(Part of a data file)
◆ ◆ ◆ ◆ ◆ ◆ ◆

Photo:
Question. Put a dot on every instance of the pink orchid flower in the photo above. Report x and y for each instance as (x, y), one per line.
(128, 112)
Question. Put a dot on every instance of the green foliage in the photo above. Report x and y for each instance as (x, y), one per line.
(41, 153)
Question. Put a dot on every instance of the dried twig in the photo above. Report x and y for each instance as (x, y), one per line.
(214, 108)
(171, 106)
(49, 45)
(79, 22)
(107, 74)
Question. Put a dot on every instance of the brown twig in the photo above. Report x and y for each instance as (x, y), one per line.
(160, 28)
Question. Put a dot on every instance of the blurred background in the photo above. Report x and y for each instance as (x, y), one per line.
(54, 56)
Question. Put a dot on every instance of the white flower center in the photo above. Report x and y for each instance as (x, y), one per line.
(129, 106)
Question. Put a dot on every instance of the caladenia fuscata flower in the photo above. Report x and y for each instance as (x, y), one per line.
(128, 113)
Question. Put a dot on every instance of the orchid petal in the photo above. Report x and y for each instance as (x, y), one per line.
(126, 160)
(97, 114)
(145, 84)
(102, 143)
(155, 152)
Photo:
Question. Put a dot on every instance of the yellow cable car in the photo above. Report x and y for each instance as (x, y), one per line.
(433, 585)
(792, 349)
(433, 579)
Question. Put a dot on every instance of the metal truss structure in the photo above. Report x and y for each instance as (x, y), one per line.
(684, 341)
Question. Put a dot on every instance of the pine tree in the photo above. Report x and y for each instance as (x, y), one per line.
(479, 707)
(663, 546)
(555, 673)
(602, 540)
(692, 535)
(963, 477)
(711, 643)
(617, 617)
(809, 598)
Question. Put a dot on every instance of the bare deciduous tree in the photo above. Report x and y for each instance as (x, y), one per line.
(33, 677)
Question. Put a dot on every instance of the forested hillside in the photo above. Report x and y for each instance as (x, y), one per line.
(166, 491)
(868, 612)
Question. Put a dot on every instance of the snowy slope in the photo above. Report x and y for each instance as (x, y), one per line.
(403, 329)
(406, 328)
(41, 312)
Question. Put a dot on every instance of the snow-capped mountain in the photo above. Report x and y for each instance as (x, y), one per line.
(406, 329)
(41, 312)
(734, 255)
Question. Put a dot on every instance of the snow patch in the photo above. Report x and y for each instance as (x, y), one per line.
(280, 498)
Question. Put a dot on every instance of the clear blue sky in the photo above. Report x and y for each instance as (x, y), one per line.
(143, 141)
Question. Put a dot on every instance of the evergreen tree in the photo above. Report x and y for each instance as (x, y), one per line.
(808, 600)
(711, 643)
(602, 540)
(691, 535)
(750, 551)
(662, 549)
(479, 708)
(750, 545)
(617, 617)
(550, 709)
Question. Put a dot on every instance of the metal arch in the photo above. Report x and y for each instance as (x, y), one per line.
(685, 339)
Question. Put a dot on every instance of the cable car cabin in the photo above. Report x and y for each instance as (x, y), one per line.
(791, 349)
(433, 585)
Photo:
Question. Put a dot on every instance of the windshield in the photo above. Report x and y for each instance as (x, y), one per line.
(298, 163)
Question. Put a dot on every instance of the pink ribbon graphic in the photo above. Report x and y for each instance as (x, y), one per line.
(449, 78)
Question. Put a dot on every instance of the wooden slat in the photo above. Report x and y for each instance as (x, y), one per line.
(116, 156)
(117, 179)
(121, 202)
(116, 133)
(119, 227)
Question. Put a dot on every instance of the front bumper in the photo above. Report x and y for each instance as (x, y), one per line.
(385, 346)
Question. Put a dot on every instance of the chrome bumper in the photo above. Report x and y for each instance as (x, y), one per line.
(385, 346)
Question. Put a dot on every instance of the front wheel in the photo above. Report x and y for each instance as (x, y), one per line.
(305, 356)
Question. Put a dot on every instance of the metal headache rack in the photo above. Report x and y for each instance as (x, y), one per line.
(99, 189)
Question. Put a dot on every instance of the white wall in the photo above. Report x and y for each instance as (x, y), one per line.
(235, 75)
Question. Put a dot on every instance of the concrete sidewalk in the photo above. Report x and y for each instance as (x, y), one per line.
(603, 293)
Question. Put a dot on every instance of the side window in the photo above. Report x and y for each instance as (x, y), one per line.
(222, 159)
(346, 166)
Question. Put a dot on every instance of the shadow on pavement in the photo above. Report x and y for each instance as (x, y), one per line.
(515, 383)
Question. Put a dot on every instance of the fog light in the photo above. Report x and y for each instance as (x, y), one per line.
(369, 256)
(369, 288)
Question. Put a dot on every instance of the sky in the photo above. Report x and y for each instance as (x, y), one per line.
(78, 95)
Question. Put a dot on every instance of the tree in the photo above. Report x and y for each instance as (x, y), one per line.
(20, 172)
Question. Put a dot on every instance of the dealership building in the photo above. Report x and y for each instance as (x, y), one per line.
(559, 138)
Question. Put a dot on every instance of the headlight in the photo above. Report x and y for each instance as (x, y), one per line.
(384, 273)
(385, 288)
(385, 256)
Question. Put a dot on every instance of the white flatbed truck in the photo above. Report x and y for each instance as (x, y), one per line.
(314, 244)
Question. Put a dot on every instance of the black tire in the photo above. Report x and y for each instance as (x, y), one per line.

◆ ◆ ◆ ◆ ◆ ◆ ◆

• REQUIREMENTS
Repeat exactly the lines from the line containing "Question. Put a dot on every instance of the white wall" through the end of the listing above; both boundary lines are part of the output.

• TASK OUTPUT
Question. Put a dot on every instance of the white wall in the photo above. Report x and y for each instance as (x, y), one per line.
(235, 75)
Question. Put a dot on every instance of the concrete sidewalk in the photo above. Report x and y for each instance as (x, y), one per line.
(603, 293)
Question. Put a dot on every instance of the side window in the photo above. Report x and y for each instance as (x, y), one per line.
(222, 159)
(346, 166)
Question. Put a dot on every instance of the shadow on pavement in the photo above. Report x and y for each instance as (x, y), one per line.
(515, 383)
Question. Put a dot on every instance of the fog light in the photo above. Report x and y for each instance as (x, y), one per line.
(369, 256)
(369, 288)
Question. Put a dot on every instance of the sky in the photo above. Report x and y for each instance as (x, y), one per line.
(78, 95)
Question. Put a dot on every instance of the tree in the photo above. Report x and y for each instance as (x, y), one per line.
(20, 172)
Question. Put a dot on every instance of the dealership building in the photo above. Report x and y for each instance as (x, y), one per line.
(559, 138)
Question. Put a dot on every instance of the headlight in the photo above. Report x and y for each instance as (x, y), one per line.
(384, 273)
(385, 288)
(385, 256)
Question. Put a dot on every instance of the white flatbed truck in the photo above. Report x and y for each instance as (x, y), one per line.
(314, 244)
Question. Put a dot on every instance of the black tire in the photo above. Report x and y for each instance as (x, y), one per line.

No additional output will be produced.